### Check your understanding
1. Name each place that the text on Base Brown explicitly calls a valley.
2. Pick up the text on the Base Brown fell right after its final sentence and keep writing.

### Text under study
Base Brown is a fell in England's Lake District, near the head of the Borrowdale Valley. It forms one side of the Seathwaite Valley, and on the western side it is flanked by the hanging valley of Gillercomb.

==Topography==
The Western Fells occupy a triangular sector of the Lake District, bordered by the River Cocker to the north east and Wasdale to the south east. Westwards the hills diminish toward the coastal plain of Cumberland. At the central hub of the high country are Great Gable and its satellites, while two principal ridges fan out on either flank of Ennerdale, the western fells in effect being a great horseshoe around this long wild valley. Base Brown is a near neighbour of Great Gable, also bordering onto the Southern Fells.

Great Gable and its lesser companion Green Gable stand at the head of Ennerdale, with the walkers' pass of Sty Head to their backs. Base Brown is the summit of the north east ridge of Green Gable, standing out into Borrowdale. All of Base Brown's waters ultimately reach this valley, passing via Derwentwater to the sea at Workington.

### Data supplied
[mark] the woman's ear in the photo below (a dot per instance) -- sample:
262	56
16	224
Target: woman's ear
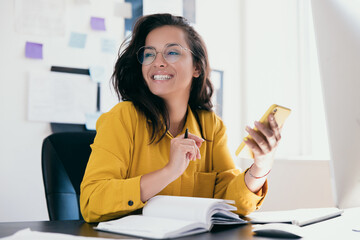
197	71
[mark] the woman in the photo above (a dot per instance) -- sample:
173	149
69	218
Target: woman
140	150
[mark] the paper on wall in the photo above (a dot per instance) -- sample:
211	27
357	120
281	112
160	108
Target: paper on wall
60	97
40	17
123	9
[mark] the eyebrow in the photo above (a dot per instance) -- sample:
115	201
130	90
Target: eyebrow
167	45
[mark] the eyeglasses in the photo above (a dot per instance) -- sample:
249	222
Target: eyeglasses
171	53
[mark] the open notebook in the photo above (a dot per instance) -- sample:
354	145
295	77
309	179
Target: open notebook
171	217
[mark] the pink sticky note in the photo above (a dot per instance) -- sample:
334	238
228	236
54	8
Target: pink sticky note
97	23
33	50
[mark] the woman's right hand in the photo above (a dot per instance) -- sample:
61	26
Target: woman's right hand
182	151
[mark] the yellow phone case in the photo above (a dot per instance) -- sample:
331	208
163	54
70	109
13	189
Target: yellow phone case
280	114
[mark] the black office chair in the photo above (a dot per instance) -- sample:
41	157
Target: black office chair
64	159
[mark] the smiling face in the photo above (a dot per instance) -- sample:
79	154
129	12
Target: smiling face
169	80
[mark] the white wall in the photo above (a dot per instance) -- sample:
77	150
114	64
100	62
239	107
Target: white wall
21	187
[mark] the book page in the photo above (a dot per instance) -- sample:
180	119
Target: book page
152	227
185	208
298	217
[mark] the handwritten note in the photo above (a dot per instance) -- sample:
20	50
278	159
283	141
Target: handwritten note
33	50
123	9
97	24
77	40
108	45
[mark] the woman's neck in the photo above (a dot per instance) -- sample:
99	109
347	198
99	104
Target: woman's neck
177	114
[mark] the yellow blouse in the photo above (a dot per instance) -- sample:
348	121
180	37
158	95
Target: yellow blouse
121	154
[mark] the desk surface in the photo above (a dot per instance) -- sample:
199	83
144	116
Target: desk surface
336	228
81	228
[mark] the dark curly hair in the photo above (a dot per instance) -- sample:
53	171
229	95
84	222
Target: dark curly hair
130	85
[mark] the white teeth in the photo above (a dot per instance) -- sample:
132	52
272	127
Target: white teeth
162	77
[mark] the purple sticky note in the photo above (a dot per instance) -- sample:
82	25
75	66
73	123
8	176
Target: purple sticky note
97	24
33	50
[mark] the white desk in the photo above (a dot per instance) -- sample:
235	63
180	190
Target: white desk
336	228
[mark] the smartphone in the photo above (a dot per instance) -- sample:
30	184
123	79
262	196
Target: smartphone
280	114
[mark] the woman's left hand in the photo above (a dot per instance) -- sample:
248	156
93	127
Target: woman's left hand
263	144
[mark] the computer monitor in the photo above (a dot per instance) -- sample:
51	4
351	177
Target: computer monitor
337	33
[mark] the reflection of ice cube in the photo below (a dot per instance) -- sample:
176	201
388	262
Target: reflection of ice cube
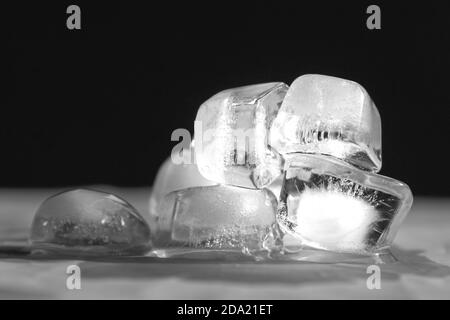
234	132
331	116
172	177
216	217
89	222
328	204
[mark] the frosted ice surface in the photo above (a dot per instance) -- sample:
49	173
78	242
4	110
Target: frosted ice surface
331	116
327	204
172	177
216	217
89	222
234	136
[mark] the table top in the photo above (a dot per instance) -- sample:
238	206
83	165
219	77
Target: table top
422	271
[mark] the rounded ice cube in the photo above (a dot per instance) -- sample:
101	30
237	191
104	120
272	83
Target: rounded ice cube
328	204
231	134
331	116
87	222
172	177
216	217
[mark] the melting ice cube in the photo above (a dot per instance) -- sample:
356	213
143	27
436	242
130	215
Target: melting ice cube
326	203
89	222
172	177
217	217
232	139
330	116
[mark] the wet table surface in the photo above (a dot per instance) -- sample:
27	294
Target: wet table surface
422	271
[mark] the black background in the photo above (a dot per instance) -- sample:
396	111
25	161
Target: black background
98	105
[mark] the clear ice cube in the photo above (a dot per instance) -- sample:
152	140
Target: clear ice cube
328	204
232	144
172	177
331	116
217	217
87	222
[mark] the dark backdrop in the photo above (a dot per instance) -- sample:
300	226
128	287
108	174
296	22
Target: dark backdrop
98	105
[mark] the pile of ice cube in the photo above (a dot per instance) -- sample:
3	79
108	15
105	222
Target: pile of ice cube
272	163
320	140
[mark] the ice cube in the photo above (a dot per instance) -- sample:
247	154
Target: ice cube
328	204
172	177
87	222
217	217
232	139
331	116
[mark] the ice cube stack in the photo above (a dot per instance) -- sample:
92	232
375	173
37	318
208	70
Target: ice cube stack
321	138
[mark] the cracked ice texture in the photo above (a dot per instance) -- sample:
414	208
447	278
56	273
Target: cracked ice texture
328	204
331	116
216	217
172	177
232	147
87	222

### Answers to the exercises
1. Borrowdale, Seathwaite, Gillercomb, Ennerdale

2.
A steep and rough slope descends north east from the summit of Green Gable, dropping through Mitchell Cove to the flat-topped and rather damp col of Blackmoor Pols 1995 ft. Beyond this the ground rises again to the steep sided dome of Base Brown. On the south eastern face are crags overlooking Styhead Gill with Seathwaite Fell across the valley. The north western flanks are equally steep, but descending only half the vertical distance into the hanging valley of Gillercomb. This is the gathering ground of Sour Milk Gill, which drops over a series of falls around the northern extremity of Base Brown. Here it joins Styhead Gill and Grains Gill to form the nascent River Derwent. Across Gillercomb is the main ridge continuing north around Ennerdale, Brandreth being the initial fell. The top of Base Brown narrows considerably to the north of the summit, a prow-like ridge descending toward the falls of Sour Milk Gill. There is a prominent hanging stone here, startlingly poised over the rim of the crags. Another feature is the Seathwaite Slabs, a set of slabs of rocks used for rock climbing practice by novices and conveniently located only minutes from Seathwaite.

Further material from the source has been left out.